**WORK REQUEST**
In the North Dakota mental health narrative below, translate this sentence into Spanish: "Responsibility for mental health services in North Dakota rests with the state's Department of Human Services (DHS)."

Grading the States 2006: North Dakota - Narrative
Living in North Dakota can feel very isolating, and when it comes to mental healthcare, perhaps North Dakota's greatest need is to integrate better with approaches found in other states across the country.
Responsibility for mental health services in North Dakota rests with the state's Department of Human Services (DHS). Within the DHS, the Division of Mental Health and Substance Abuse (DMHSA) oversees services delivered through the state's eight regional human service centers and the lone North Dakota State Hospital in Jamestown.
For individuals with serious mental illnesses, the state provides a range of options through Extended Care Treatment Units within each of the human service centers. While these Units do offer a variety of services, evidence-based practices (EBPs) are notably missing from the menu of available options in the state. North Dakota does offer supported employment services at each of the human service centers, but the state admits that it does not use the evidence-based SAMHSA model for this important service. Without adhering to standards for supported employment services, it is hard to know exactly what type of services are delivered to consumers in North Dakota and to ensure uniformity across the state for this critical service.
North Dakota also reports no Assertive Community Treatment (ACT) teams. The state's stagnation on implementing ACT contradicts an August 2004 memo from the North Dakota Mental Health Planning Council stating that ACT implementation was "feasible" in North Dakota and that one pilot program was planned for introduction in the next year. More than a year later, the state has not brought this service to fruition.
North Dakota has also failed to implement the evidence-based practice of integrated treatment for co-occurring substance abuse and mental illnesses, although one pilot is planned for 2006 in the Fargo area. In fact, the organization of the Division of Mental Health and Substance Abuse may be one of the impediments to progress in this area. According to the state's fiscal year 2005 Community Mental Health Services Block Grant Application, DMHSA functions with one director, but "two distinct tracks: one for mental health issues, the other for substance abuse issues" that "allow distinct approaches to be taken in prevention, intervention, and treatment." This type of thinking is antiquated in a field where 31 percent of individuals with a serious mental illness also experience substance abuse. Even more disturbing, North Dakota has been hit hard by the growing methamphetamine epidemic, contributing to increased admissions at the state hospital for methamphetamine addiction.

**PROVIDED MATERIAL**

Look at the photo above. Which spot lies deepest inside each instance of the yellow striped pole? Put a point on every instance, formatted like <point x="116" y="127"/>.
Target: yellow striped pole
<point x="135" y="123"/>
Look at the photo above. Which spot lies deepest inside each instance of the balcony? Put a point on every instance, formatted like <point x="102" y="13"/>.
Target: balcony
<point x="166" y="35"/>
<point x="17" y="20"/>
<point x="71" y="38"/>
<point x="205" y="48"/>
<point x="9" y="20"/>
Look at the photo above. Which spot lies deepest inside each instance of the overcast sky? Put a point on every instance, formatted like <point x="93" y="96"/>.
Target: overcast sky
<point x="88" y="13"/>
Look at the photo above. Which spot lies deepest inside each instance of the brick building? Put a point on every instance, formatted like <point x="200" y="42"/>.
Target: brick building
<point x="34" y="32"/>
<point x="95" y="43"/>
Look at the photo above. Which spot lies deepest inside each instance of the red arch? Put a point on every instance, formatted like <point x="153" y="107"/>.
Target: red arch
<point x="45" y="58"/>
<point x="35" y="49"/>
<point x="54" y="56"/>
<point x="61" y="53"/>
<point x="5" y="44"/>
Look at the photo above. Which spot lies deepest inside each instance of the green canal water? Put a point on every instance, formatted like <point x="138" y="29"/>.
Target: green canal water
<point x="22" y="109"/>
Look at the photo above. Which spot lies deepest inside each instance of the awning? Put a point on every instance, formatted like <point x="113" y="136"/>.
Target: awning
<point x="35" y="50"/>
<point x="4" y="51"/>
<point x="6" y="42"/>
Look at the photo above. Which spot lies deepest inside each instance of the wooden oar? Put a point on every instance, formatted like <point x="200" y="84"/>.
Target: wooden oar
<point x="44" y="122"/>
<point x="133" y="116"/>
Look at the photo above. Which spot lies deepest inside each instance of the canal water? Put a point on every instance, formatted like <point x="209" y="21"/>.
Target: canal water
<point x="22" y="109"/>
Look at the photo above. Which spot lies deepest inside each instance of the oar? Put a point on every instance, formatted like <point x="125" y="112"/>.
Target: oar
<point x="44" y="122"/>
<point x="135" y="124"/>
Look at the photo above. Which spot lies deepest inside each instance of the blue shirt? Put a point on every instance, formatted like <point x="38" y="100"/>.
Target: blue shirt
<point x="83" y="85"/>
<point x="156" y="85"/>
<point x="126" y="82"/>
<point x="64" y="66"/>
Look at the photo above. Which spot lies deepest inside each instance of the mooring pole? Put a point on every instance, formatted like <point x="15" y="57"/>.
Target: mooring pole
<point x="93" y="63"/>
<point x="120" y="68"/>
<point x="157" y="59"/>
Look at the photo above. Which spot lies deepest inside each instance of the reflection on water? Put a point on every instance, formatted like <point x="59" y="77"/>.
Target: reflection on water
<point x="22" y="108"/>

**ANSWER SPACE**
La responsabilidad de los servicios de salud mental en Dakota del Norte recae en el Departamento de Servicios Humanos (DHS) del estado.